======== Record set ========

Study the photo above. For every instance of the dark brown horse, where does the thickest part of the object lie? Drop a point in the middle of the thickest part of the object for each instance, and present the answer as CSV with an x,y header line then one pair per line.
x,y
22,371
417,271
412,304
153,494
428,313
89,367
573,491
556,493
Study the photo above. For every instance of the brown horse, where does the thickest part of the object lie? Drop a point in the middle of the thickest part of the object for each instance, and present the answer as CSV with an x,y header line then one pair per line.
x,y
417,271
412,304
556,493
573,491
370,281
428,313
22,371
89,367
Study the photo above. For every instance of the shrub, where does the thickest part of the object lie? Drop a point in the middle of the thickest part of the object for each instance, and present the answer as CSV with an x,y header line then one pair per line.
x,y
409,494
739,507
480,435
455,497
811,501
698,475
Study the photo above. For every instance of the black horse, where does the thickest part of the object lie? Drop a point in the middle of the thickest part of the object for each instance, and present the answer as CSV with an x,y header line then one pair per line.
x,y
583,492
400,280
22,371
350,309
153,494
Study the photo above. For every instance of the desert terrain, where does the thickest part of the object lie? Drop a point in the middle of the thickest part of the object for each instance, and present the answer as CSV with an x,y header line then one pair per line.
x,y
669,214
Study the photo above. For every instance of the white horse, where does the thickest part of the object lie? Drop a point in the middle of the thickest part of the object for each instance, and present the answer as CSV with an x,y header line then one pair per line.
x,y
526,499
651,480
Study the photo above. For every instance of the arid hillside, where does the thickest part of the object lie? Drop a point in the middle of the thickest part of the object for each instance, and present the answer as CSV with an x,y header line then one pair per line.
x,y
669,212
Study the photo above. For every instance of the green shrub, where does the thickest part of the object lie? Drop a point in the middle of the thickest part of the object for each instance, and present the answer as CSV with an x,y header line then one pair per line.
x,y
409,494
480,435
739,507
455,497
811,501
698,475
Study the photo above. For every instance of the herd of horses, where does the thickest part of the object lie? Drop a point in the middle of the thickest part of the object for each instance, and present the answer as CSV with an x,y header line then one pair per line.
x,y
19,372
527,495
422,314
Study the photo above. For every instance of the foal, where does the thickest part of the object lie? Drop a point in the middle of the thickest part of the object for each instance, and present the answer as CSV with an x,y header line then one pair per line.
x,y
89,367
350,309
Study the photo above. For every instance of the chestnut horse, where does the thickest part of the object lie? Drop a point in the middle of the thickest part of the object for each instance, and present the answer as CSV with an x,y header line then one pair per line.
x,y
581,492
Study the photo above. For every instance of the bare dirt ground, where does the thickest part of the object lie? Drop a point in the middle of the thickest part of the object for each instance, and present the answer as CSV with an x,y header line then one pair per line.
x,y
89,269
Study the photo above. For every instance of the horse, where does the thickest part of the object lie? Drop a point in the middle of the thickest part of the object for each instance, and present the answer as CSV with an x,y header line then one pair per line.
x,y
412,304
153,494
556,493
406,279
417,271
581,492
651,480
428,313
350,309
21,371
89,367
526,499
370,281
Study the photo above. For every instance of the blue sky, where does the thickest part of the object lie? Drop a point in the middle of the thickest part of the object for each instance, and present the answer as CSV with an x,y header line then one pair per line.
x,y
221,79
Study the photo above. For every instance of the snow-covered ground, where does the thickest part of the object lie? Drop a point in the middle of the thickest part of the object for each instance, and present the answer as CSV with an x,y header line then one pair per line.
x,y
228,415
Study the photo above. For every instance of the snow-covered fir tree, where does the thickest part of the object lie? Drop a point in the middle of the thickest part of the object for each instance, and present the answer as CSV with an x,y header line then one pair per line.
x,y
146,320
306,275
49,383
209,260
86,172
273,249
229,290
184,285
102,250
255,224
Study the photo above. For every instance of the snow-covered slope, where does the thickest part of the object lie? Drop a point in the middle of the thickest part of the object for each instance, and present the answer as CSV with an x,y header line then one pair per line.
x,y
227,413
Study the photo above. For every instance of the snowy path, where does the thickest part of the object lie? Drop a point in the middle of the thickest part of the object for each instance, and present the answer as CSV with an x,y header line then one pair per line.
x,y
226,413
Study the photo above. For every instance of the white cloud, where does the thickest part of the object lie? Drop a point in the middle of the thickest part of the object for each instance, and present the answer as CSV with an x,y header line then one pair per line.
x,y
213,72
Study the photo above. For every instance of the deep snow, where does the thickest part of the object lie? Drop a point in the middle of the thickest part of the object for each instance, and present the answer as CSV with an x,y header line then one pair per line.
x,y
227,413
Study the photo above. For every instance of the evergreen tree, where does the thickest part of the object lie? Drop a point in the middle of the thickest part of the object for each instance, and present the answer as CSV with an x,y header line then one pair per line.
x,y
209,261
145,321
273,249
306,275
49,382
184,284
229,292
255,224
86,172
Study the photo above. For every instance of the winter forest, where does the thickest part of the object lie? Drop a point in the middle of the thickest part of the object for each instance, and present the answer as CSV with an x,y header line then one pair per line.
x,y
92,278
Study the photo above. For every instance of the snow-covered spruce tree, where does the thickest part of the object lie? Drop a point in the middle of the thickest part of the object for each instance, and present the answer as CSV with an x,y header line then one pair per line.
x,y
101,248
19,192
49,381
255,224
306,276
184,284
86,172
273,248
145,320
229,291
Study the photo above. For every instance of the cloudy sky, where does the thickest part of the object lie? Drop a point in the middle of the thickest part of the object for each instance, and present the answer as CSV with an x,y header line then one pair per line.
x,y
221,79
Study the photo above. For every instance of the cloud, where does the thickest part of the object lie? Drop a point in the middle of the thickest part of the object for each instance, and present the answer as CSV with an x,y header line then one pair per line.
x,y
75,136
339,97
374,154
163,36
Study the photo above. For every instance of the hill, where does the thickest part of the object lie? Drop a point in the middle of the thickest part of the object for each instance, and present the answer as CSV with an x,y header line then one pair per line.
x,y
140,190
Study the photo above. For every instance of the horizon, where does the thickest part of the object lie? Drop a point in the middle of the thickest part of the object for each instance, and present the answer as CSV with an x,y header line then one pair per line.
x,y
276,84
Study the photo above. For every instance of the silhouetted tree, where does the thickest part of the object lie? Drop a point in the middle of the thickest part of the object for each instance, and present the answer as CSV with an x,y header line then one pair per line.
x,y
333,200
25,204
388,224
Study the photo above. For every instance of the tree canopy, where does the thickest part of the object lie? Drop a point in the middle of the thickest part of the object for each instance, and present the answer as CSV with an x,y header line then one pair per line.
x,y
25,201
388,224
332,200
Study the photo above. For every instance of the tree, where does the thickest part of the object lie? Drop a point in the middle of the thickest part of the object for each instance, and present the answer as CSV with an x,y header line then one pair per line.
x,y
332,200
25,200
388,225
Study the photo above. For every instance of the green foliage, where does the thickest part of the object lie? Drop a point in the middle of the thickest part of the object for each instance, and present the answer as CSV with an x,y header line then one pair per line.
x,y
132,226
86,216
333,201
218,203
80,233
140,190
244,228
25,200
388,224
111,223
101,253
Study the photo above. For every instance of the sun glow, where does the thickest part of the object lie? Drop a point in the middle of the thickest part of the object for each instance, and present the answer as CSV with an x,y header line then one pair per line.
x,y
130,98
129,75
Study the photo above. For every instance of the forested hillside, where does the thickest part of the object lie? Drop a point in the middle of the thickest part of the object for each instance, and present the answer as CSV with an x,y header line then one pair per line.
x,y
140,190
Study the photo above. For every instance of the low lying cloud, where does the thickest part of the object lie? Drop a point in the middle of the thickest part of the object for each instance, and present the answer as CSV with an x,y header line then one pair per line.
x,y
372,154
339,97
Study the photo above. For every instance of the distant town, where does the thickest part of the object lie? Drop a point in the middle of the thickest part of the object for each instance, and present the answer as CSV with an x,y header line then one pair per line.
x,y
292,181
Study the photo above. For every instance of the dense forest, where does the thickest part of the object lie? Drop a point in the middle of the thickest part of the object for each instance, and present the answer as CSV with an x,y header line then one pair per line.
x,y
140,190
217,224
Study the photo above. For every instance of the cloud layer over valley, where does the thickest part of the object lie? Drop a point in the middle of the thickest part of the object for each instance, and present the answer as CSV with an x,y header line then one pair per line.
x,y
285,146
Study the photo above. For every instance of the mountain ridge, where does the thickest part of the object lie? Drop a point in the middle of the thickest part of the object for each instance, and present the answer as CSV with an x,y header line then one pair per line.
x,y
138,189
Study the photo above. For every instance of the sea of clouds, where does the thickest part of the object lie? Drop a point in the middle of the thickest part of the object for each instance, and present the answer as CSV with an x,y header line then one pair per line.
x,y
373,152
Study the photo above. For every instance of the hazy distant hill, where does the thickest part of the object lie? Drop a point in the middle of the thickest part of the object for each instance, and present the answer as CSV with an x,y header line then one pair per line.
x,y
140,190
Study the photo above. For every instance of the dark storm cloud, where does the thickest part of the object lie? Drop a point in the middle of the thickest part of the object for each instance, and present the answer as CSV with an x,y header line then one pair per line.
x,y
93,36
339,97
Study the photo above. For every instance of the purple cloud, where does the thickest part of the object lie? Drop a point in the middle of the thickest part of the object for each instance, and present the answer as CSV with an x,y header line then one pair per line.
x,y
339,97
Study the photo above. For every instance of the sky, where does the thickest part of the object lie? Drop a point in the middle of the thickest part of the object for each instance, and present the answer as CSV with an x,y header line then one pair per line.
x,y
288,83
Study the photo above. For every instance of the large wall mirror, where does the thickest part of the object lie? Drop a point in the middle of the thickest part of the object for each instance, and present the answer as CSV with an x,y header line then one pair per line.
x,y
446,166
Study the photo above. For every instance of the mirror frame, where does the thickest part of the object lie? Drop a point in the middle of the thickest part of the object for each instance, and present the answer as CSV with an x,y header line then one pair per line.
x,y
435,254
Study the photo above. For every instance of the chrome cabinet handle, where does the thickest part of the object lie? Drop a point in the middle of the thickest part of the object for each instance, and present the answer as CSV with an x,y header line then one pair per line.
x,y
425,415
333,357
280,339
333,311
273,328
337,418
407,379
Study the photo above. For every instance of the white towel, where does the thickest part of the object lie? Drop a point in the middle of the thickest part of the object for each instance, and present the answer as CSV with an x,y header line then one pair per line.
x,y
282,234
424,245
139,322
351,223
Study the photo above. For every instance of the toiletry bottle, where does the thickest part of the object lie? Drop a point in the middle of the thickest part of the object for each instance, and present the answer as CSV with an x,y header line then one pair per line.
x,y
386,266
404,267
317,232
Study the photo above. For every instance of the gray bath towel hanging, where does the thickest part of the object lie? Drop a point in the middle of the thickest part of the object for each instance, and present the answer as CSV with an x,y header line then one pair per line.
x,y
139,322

========

• Instructions to follow: Every line from the one holding "Study the photo above. For every instance of the mirror" through the final line of the listing must be echoed exactly; leave out all other lines.

• Solution for this task:
Study the photo above. For every instance of the mirror frame, where does the thickest part of the object lie? Drop a point in the middle of the thickest part of the object for each instance, and present the answer as CSV with an x,y header line then one pair per line.
x,y
435,254
Study the photo above. For every instance of the chrome cabinet handle, where does the thickest part of the object lie? Drop a point in the middle of the thickest part of the object for each instance, and present the answer as CSV with an x,y header line then one pair per line.
x,y
425,415
333,357
280,339
333,311
273,328
337,418
407,379
Study the photo above. For every instance of the white towel, where does the thickest part of the object lie? Drop a point in the middle of the thickest part of the object for each instance, and present the answer as CSV with an x,y header line then one pair per line.
x,y
282,234
424,245
139,322
351,223
Study the photo above. For every instance of the toiletry bottle, where does the thickest part of the object lie? Drop a point in the middle of the thickest part of the object for each instance, and present the answer as CSV with an x,y header line then one pair per line.
x,y
386,266
404,267
317,232
Study the photo above. For every instance of the gray bath towel hanging, where does the thickest part of the object lie? Drop a point in the middle of the thickest part of the object for each instance, and present the answer as CSV with an x,y header line then one pair per line.
x,y
139,322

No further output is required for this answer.